# What you will do
Using the records below, find every line that includes "face" and copy it.

# Materials provided
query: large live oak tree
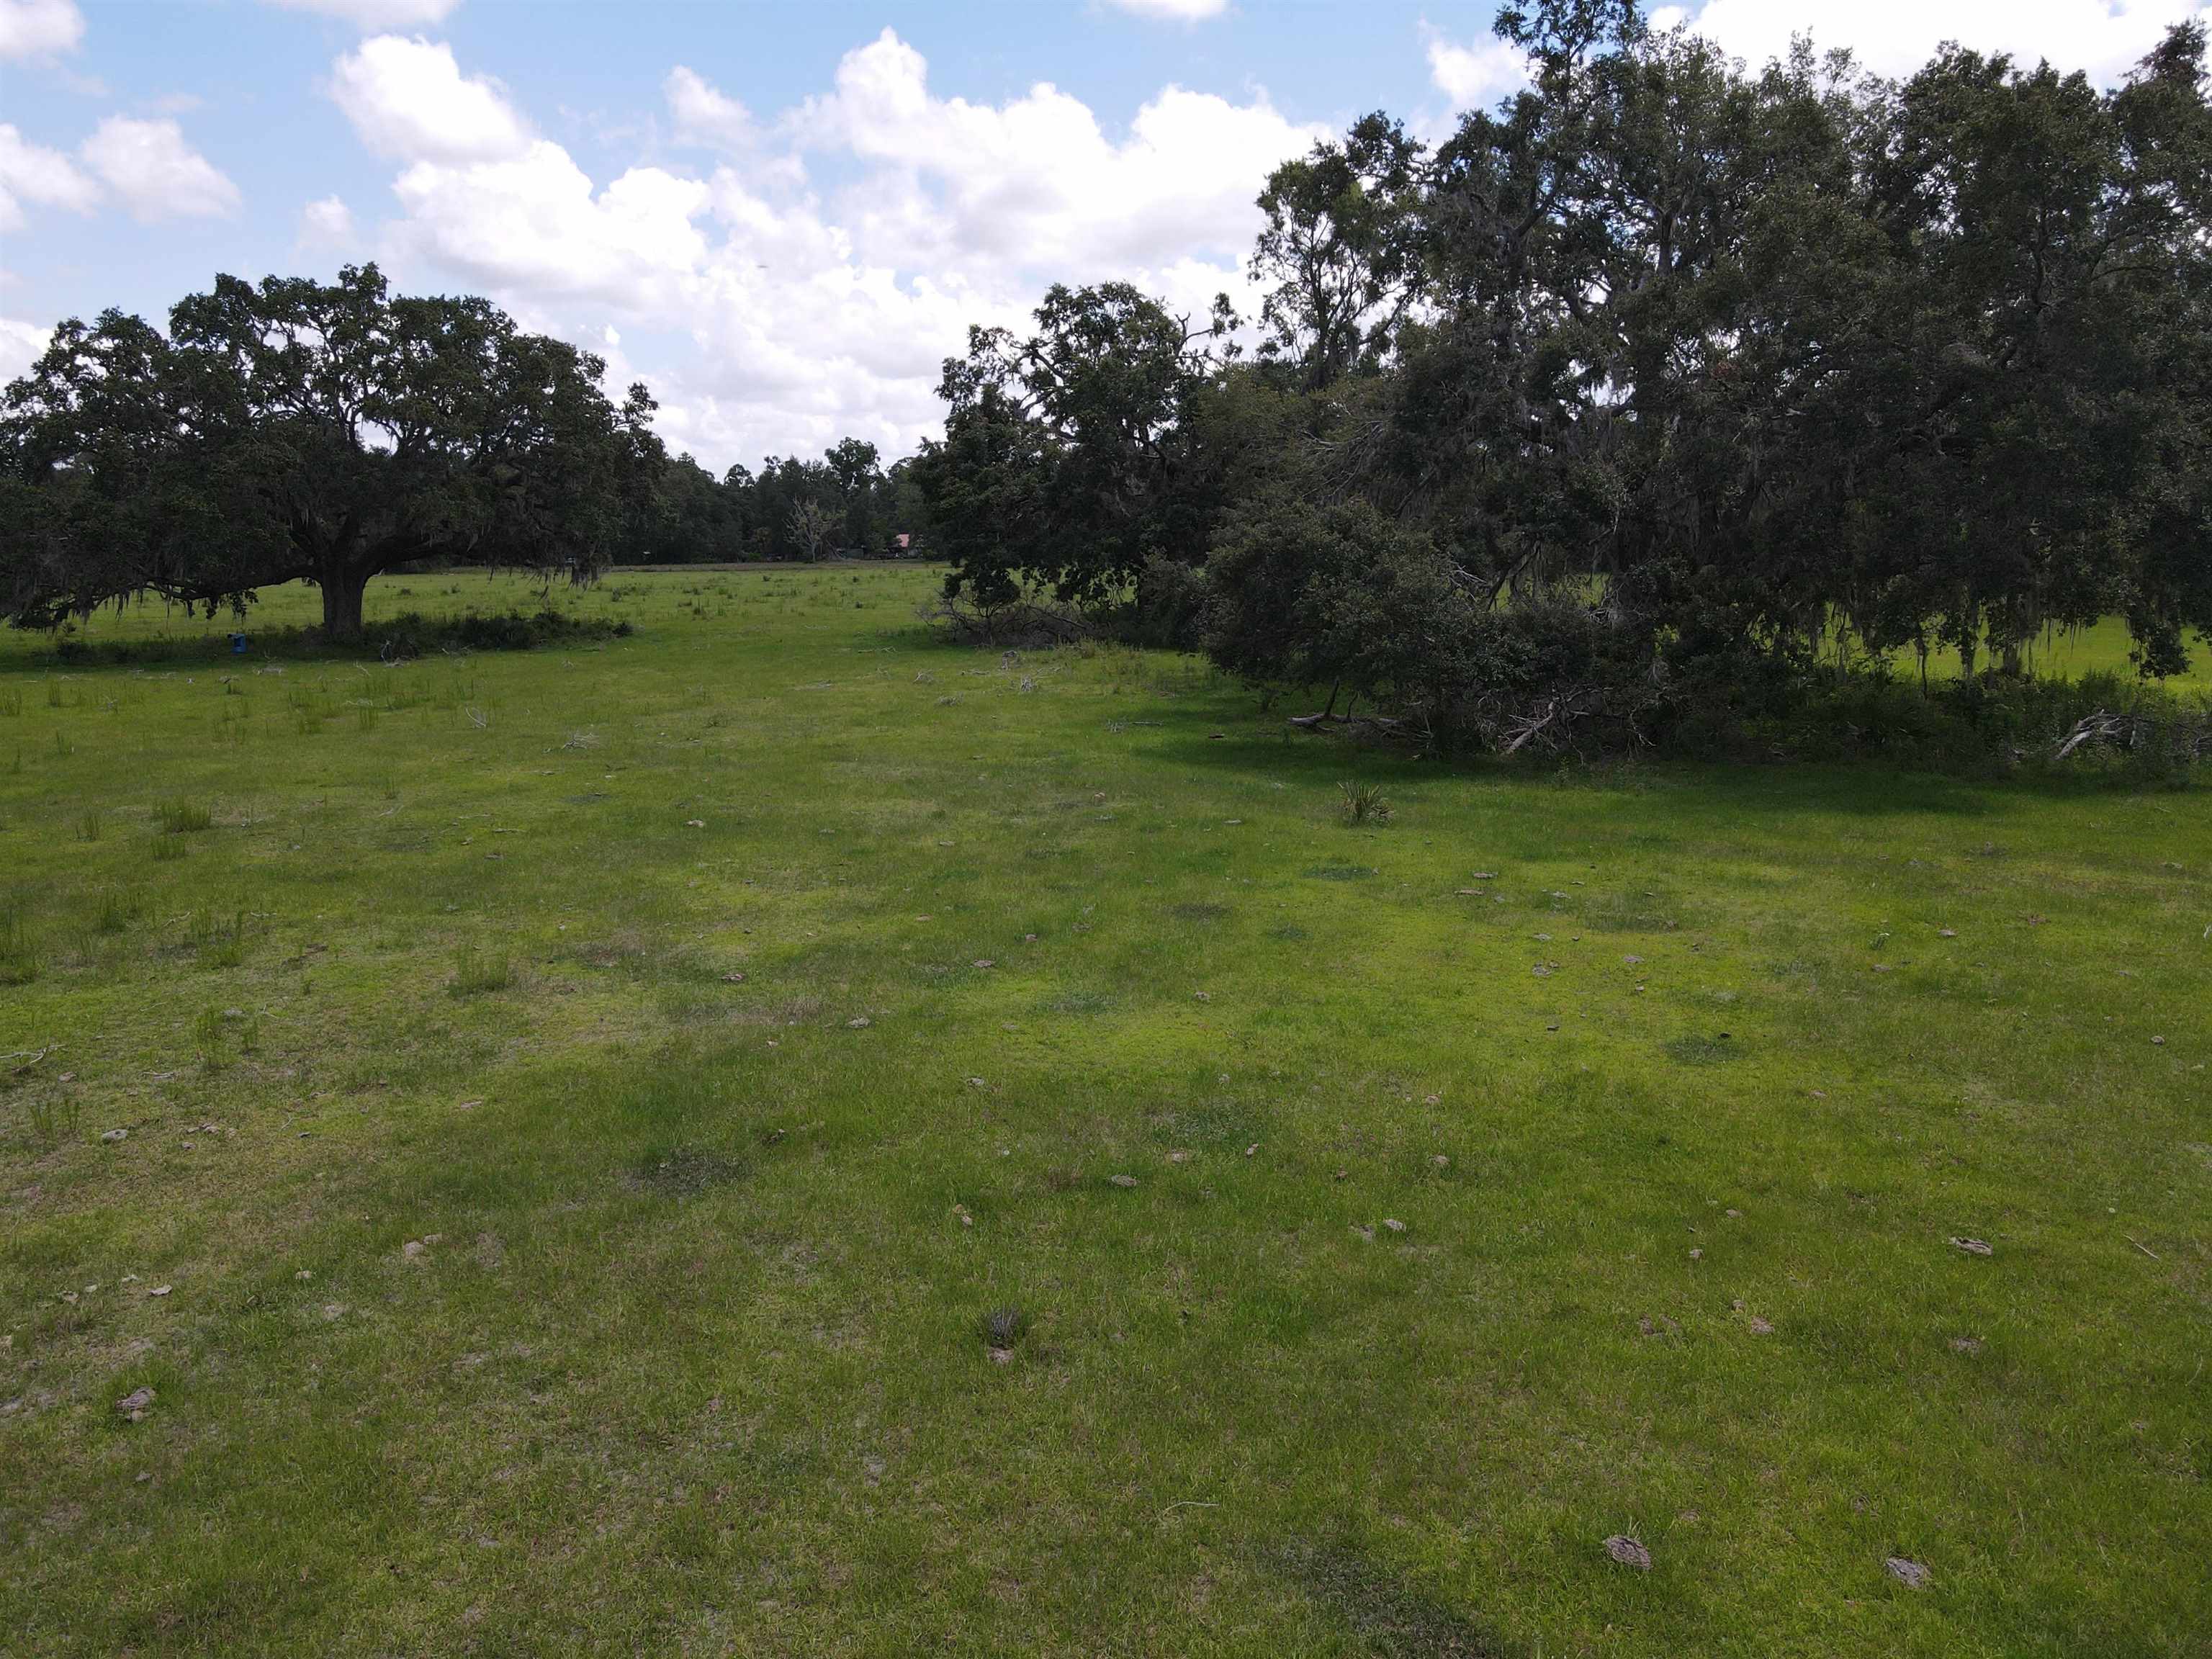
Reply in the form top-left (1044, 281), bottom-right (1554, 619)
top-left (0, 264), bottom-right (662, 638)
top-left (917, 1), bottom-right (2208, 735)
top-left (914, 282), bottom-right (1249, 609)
...
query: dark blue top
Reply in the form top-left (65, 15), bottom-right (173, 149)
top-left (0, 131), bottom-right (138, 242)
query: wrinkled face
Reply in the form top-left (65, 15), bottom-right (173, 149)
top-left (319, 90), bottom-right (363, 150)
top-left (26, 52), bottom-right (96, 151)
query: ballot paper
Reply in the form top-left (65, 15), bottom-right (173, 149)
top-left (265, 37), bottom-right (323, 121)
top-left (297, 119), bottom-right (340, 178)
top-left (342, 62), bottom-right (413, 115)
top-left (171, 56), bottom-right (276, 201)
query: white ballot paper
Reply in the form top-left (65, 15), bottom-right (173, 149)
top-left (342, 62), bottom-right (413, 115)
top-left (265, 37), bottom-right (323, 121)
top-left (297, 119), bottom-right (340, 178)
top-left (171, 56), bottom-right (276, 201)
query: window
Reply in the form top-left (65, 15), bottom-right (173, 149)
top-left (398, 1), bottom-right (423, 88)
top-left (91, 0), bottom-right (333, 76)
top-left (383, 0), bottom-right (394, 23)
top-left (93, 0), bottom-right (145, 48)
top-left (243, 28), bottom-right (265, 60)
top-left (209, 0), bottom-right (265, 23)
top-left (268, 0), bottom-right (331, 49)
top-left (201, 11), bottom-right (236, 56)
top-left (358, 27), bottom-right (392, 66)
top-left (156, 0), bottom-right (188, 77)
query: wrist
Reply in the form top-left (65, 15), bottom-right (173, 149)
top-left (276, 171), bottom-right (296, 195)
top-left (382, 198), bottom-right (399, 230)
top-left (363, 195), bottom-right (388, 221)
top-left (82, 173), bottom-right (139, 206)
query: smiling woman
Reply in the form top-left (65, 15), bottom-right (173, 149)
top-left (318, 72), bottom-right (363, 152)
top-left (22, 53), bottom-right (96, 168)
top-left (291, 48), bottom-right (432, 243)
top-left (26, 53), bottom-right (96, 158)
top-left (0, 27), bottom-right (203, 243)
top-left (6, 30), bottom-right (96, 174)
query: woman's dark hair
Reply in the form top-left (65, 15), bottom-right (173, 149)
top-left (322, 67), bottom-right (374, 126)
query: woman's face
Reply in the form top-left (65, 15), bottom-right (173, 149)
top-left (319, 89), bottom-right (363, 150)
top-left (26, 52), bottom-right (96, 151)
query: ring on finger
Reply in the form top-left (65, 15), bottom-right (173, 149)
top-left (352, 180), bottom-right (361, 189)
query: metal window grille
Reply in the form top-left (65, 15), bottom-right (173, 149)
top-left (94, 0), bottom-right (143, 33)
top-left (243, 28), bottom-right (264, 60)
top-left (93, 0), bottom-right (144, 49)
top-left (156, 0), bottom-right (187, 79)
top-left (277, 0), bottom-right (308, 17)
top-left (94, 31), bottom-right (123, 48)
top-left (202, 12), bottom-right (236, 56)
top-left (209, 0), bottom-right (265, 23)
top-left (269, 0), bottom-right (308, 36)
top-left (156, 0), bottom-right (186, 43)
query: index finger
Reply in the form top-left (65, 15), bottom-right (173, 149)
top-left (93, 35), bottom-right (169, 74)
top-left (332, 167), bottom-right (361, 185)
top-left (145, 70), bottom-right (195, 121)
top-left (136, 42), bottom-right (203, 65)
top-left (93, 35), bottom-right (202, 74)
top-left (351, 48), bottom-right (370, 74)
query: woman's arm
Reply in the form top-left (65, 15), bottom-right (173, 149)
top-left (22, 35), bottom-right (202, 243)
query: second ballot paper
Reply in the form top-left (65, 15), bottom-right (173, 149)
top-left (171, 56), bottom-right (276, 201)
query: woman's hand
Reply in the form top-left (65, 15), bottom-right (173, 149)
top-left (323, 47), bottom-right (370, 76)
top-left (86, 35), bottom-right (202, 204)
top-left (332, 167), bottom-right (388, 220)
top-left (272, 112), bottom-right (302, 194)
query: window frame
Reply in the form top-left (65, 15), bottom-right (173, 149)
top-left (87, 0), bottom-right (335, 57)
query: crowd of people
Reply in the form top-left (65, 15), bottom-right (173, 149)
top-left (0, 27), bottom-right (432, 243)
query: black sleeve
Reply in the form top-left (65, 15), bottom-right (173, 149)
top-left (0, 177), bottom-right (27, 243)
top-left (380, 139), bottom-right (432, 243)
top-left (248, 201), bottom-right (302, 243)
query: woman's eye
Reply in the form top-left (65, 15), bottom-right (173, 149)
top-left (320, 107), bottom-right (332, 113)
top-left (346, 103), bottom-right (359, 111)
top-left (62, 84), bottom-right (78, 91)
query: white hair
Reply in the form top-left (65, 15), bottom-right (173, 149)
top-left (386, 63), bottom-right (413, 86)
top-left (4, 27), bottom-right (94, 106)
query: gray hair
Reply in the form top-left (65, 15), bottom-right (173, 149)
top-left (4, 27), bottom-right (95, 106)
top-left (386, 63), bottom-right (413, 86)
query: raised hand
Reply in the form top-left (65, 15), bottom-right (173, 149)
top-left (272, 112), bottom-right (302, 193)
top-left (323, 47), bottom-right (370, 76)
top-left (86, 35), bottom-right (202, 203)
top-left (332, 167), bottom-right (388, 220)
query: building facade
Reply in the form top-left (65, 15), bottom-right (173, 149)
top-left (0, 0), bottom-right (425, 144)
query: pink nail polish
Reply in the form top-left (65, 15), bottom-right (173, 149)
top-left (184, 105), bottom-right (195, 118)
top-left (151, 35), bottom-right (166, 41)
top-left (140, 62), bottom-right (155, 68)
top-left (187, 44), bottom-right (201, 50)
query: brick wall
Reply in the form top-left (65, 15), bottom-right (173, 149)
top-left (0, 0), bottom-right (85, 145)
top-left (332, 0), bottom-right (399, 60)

# Result of the task
query: wrinkled face
query: woman's face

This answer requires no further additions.